(Region pointing data)
==============================

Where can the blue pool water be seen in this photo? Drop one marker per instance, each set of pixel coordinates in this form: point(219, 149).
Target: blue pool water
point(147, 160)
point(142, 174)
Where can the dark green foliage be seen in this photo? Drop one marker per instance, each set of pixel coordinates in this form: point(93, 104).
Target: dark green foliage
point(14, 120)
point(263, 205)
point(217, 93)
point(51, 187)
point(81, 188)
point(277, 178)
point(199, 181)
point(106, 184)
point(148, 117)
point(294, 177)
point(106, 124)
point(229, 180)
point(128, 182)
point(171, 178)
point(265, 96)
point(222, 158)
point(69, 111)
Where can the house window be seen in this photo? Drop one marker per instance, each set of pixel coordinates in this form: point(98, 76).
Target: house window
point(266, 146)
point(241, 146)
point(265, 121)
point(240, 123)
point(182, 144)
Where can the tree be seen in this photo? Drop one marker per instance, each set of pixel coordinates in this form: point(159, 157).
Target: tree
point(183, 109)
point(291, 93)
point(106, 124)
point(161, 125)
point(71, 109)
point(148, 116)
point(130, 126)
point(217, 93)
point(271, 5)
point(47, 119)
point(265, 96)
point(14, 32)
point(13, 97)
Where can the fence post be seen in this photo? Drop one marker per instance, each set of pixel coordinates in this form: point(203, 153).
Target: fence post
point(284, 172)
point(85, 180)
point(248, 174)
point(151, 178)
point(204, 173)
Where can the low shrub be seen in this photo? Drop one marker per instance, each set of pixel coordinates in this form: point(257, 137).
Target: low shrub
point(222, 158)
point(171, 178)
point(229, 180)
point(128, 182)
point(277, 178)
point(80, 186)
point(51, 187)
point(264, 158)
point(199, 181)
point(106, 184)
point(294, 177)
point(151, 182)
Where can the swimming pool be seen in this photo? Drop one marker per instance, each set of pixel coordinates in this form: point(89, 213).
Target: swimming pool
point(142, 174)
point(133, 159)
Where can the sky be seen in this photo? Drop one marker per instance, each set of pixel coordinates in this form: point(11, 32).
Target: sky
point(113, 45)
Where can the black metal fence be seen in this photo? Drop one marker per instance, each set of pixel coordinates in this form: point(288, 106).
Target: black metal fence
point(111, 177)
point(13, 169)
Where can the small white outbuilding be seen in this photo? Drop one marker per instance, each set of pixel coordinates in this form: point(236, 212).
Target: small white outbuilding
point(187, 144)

==============================

- **Exercise requirements**
Nothing but the lines from the one holding "Target: black metal fence" through the last line of the data may be output, and each must match exactly.

- **Result of this exercise**
Target: black metal fence
point(111, 177)
point(13, 169)
Where can the small white outbuilding be seen in this photo? Drop one marker per instance, each set of pixel coordinates in this form: point(236, 212).
Target: small white outbuilding
point(187, 144)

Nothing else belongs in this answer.